À la date de la conclusion de la vente, la dette de TVH de SIL s’élevait à 109 623 $. Ce jour‑là, le solde du compte bancaire de la division du tabac de SIL était de 186 126,94 $. Conformément aux conseils de son avocat, l’appelant a signé les documents requis pour la clôture de la vente dans les bureaux de son avocat à Saint John, puis il s’est rendu à Sussex et a transféré le pouvoir de signature pour le compte bancaire de SIL à l’acheteur. Au moment de la vente, la cotisation de TVH était frappée d'appel, et l’acheteur s’était engagé à payer la cotisation à même le compte bancaire de SIL et à poursuivre l’appel. Cependant, l’acheteur n’en a rien fait. La cotisation de TVH n’a jamais été payée et l’appel a été abandonné. Cela a abouti à l’établissement de la cotisation en vertu de l’article 323 de la Loi qui fait l’objet du présent appel.

+--

PROBLÈME POSÉ 1:
Répondez aux questions suivantes sur le texte consacré à la dette de TVH de SIL.
(a) À combien s'élevait la dette de TVH de SIL à la date de la conclusion de la vente ?
(b) Dans quelle ville l'appelant a-t-il signé les documents requis pour la clôture de la vente ?
(c) Qu'est-il advenu de l'appel visant la cotisation de TVH ?

ENREGISTREMENTS AFFICHÉS:
+--

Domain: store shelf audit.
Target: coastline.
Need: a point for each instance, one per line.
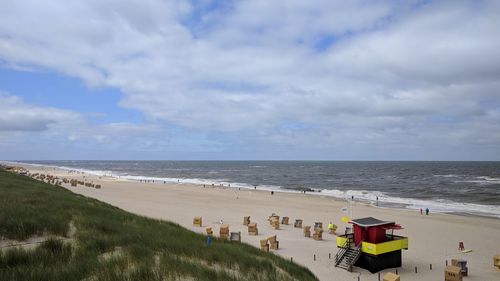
(433, 238)
(360, 196)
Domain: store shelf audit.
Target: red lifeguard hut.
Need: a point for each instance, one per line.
(372, 245)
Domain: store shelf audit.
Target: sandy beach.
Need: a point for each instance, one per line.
(432, 239)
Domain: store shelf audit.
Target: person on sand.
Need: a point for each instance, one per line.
(330, 228)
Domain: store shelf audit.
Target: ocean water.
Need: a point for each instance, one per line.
(464, 187)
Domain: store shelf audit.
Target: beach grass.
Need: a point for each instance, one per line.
(92, 240)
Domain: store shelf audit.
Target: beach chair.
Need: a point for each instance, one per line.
(318, 234)
(307, 231)
(264, 245)
(275, 223)
(235, 237)
(389, 276)
(496, 261)
(285, 220)
(246, 220)
(209, 231)
(298, 223)
(452, 273)
(224, 232)
(273, 242)
(197, 221)
(252, 229)
(318, 225)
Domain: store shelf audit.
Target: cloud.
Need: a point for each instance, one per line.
(16, 115)
(370, 72)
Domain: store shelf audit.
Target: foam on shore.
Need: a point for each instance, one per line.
(375, 198)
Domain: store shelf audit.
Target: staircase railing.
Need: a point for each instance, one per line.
(343, 249)
(352, 260)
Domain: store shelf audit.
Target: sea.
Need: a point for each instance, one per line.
(445, 187)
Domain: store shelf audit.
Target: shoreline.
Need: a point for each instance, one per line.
(432, 239)
(265, 188)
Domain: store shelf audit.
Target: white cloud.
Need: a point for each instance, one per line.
(345, 71)
(16, 115)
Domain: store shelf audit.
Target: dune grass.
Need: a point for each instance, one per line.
(110, 244)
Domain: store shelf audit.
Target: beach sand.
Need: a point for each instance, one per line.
(432, 239)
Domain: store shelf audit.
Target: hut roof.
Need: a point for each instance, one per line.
(370, 221)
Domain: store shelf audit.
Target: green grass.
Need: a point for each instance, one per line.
(111, 244)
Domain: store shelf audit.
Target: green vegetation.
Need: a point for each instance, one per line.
(96, 241)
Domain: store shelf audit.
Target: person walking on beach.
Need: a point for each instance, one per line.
(330, 228)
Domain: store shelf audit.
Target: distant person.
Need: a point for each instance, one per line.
(330, 228)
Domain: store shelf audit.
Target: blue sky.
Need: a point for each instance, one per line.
(355, 80)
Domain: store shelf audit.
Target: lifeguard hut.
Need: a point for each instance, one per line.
(372, 245)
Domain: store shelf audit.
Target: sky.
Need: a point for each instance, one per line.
(249, 80)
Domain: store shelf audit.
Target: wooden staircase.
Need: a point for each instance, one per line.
(347, 256)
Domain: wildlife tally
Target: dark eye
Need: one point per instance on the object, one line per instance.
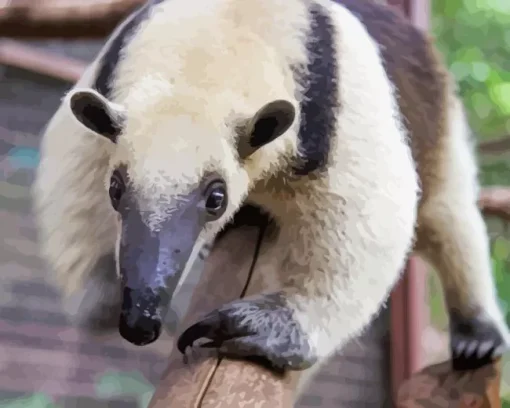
(116, 189)
(216, 198)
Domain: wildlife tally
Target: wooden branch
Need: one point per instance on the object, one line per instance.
(497, 146)
(220, 383)
(63, 18)
(439, 386)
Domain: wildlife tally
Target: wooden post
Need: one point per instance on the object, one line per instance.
(408, 301)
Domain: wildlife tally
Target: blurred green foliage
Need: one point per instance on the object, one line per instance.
(474, 39)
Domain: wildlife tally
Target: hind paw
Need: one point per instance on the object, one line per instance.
(475, 343)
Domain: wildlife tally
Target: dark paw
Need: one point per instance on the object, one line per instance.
(475, 342)
(261, 329)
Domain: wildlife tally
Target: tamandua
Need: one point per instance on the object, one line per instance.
(337, 119)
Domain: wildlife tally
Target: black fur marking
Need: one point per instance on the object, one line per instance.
(319, 108)
(110, 59)
(260, 327)
(248, 215)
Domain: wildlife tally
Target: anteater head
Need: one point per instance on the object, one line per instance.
(174, 179)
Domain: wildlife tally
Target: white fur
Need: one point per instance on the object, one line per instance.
(452, 213)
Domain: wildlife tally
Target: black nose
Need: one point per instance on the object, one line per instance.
(141, 331)
(140, 323)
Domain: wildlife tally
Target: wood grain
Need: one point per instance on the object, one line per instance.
(207, 381)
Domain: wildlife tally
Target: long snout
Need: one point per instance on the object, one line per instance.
(140, 319)
(151, 265)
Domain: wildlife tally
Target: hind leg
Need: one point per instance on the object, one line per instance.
(452, 236)
(456, 244)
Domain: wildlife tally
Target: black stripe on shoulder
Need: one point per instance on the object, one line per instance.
(111, 57)
(319, 106)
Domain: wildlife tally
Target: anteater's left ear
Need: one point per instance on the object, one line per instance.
(270, 122)
(97, 113)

+--

PROBLÈME POSÉ 2:
Indiquez le nombre de lignes des enregistrements qui contiennent la chaîne « beach », en tenant compte de la casse. Donnez uniquement ce nombre.

BONNE RÉPONSE 1:
(a) Elle s'élevait à 109 623 $.
(b) Il les a signés à Saint John, dans les bureaux de son avocat.
(c) L'appel a été abandonné.

BONNE RÉPONSE 2:
5